→ Input rows:
^^^^

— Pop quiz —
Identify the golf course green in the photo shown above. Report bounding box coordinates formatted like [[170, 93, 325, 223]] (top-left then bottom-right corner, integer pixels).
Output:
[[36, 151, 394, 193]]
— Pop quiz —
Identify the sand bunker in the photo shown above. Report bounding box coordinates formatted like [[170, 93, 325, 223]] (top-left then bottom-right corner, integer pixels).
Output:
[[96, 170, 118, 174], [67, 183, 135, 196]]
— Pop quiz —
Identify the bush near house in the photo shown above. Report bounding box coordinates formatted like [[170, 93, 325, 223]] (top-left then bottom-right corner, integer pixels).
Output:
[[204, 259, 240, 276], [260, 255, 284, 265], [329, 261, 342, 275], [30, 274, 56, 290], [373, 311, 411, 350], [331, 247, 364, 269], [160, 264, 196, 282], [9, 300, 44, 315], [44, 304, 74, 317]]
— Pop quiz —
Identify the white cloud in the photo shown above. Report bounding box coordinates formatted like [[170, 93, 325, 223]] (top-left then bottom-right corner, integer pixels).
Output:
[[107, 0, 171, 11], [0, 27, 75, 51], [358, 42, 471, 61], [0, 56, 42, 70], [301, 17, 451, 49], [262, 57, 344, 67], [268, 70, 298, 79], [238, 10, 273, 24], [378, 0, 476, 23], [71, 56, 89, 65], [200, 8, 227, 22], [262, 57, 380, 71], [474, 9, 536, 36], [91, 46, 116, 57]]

^^^^

→ Exercise description: Rewrite all the items above with "Identify" replaced by "Locate" each time it occurs. Keep every other word, number, and line the same.

→ Output of the exercise:
— Pop quiz —
Locate the golf course green in the photo shown above. Report bounding box coordinates formatted like [[170, 93, 325, 223]] (top-left then bottom-right corner, integer pixels).
Output:
[[36, 151, 394, 193]]
— Pop quiz —
Locate the sand bunker in the photo shown above. Report bounding box coordinates formatted like [[170, 93, 325, 223]] (top-left then bottom-right corner, integer pixels).
Output:
[[96, 170, 118, 174], [67, 183, 135, 196]]
— Pop quiz —
Locate the bush near house in the photo shown above. Report bounding box coordinates formatted like [[170, 93, 325, 223]] (top-left then bottom-right corner, integer pixels).
Output:
[[204, 259, 240, 276], [260, 255, 284, 265], [329, 261, 342, 275], [30, 274, 56, 290], [373, 311, 411, 350], [331, 247, 364, 269], [160, 264, 196, 282], [9, 300, 44, 315], [44, 304, 74, 317]]
— Pop quiz —
Locate the white cloud in the photo shown above. Report bounding box coordinates formatted like [[170, 93, 325, 223]] (top-left then bottom-right corner, integer pixels).
Output:
[[107, 0, 171, 11], [0, 27, 75, 51], [358, 42, 471, 61], [0, 56, 42, 70], [301, 17, 451, 49], [262, 57, 344, 67], [268, 70, 298, 79], [238, 10, 273, 24], [378, 0, 476, 23], [71, 56, 89, 65], [200, 8, 227, 22], [262, 57, 380, 71], [474, 9, 536, 36], [91, 46, 116, 57]]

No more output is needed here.